→ **TEKS SUMBER**:
● ● ● ●
Variabilitas dalam Antarbahasa


BAB I
PENDAHULUAN

A.   Latar Belakang
            Istilah antarbahasa atau interlanguage memiliki arti yakni pembelajar membangun suatu sistem bahasa tersendiri yang berbeda dengan bahasa pertama mereka. Sistem tersebut disebut “interlanguage” oleh Larry Selinker, seorang profesor dalam bidang linguistik berkebangsaan Amerika. Artikelnya yang berjudul “Interlanguage” muncul pada Januari 1972 dalam jurnal International Review of Applied Linguistics in Language Teaching. Ia mengemukakan teori interlanguage berdasarkan teori bahwa setiap manusia memiliki ‘struktur psikologi yang terpendam atau tersembunyi yang ada dalam otak’ yang akan aktif ketika manusia mempelajari bahasa kedua. Ia juga berpendapat bahwa pada situasi tertentu ucapan-ucapan yang dihasilkan oleh pembelajar berbeda dari native speaker walaupun sebenarnya memiliki maksud yang sama. Perbandingan ini menghasilkan sistem linguistik tersendiri bagi pembelajar.
● ● ● ●
→ **DATA YANG DIBERIKAN**:
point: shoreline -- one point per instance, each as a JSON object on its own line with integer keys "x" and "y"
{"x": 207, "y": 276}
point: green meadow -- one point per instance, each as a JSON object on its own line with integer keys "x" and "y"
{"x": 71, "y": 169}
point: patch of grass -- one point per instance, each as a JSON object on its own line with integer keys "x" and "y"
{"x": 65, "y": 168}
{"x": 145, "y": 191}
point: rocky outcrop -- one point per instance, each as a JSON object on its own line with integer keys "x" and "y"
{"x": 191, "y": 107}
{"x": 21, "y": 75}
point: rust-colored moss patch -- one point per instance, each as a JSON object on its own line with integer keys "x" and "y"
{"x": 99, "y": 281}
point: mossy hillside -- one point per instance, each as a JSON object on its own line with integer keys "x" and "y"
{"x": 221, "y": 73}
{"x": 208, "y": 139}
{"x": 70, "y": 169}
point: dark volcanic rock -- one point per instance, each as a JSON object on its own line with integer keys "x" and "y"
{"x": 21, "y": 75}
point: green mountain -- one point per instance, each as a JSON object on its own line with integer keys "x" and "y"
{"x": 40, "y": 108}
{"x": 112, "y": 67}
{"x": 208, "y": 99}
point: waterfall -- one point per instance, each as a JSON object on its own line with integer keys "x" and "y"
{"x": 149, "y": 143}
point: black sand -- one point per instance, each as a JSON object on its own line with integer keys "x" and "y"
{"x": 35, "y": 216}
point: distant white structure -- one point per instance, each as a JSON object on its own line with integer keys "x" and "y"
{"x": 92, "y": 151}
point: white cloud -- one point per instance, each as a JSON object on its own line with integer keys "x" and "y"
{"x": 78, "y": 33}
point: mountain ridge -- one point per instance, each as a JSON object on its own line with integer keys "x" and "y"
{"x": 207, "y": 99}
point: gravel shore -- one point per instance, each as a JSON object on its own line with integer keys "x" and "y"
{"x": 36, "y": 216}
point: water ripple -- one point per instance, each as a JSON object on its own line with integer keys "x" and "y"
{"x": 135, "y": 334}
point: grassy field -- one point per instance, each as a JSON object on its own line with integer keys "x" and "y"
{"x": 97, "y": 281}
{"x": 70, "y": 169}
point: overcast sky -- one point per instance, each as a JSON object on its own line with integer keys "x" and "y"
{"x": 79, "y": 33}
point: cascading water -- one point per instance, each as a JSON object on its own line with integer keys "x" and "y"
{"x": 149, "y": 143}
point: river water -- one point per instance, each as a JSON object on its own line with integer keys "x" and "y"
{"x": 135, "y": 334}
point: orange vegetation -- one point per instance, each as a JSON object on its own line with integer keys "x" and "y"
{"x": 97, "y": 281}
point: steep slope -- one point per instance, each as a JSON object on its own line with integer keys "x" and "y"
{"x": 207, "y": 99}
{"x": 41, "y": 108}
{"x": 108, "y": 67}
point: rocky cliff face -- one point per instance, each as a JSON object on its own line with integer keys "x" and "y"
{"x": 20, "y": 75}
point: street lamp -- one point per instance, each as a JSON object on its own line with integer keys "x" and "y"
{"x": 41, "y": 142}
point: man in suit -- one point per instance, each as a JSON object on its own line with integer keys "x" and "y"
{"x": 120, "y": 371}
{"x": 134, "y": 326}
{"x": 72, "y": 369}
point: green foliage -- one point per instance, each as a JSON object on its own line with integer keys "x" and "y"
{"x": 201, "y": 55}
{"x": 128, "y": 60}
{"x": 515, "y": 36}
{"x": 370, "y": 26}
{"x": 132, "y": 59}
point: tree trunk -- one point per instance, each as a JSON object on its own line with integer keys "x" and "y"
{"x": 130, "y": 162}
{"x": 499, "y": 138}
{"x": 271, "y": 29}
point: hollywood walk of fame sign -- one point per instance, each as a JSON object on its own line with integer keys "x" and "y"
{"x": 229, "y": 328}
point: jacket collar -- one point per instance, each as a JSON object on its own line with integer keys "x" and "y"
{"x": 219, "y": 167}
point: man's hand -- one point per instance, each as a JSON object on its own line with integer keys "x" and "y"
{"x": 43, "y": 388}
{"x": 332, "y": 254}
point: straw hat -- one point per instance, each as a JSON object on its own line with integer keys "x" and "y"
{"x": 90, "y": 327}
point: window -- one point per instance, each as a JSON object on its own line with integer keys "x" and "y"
● ● ● ●
→ **DAFTAR TUGAS**:
- A) Jawablah pertanyaan berikut berdasarkan teks sumber.
(i) Siapa yang memberi nama "interlanguage" pada sistem bahasa yang dibangun pembelajar?
(ii) Dalam jurnal apa artikel berjudul "Interlanguage" diterbitkan?
(iii) Kapan artikel tersebut terbit?
- B) Tuliskan semua judul dan subjudul yang terdapat dalam teks sumber sesuai urutannya.

→ **HASIL PER TUGAS**:
- A)
(i) Larry Selinker, seorang profesor linguistik berkebangsaan Amerika.
(ii) International Review of Applied Linguistics in Language Teaching.
(iii) Januari 1972.

- B)
Variabilitas dalam Antarbahasa
BAB I
PENDAHULUAN
A. Latar Belakang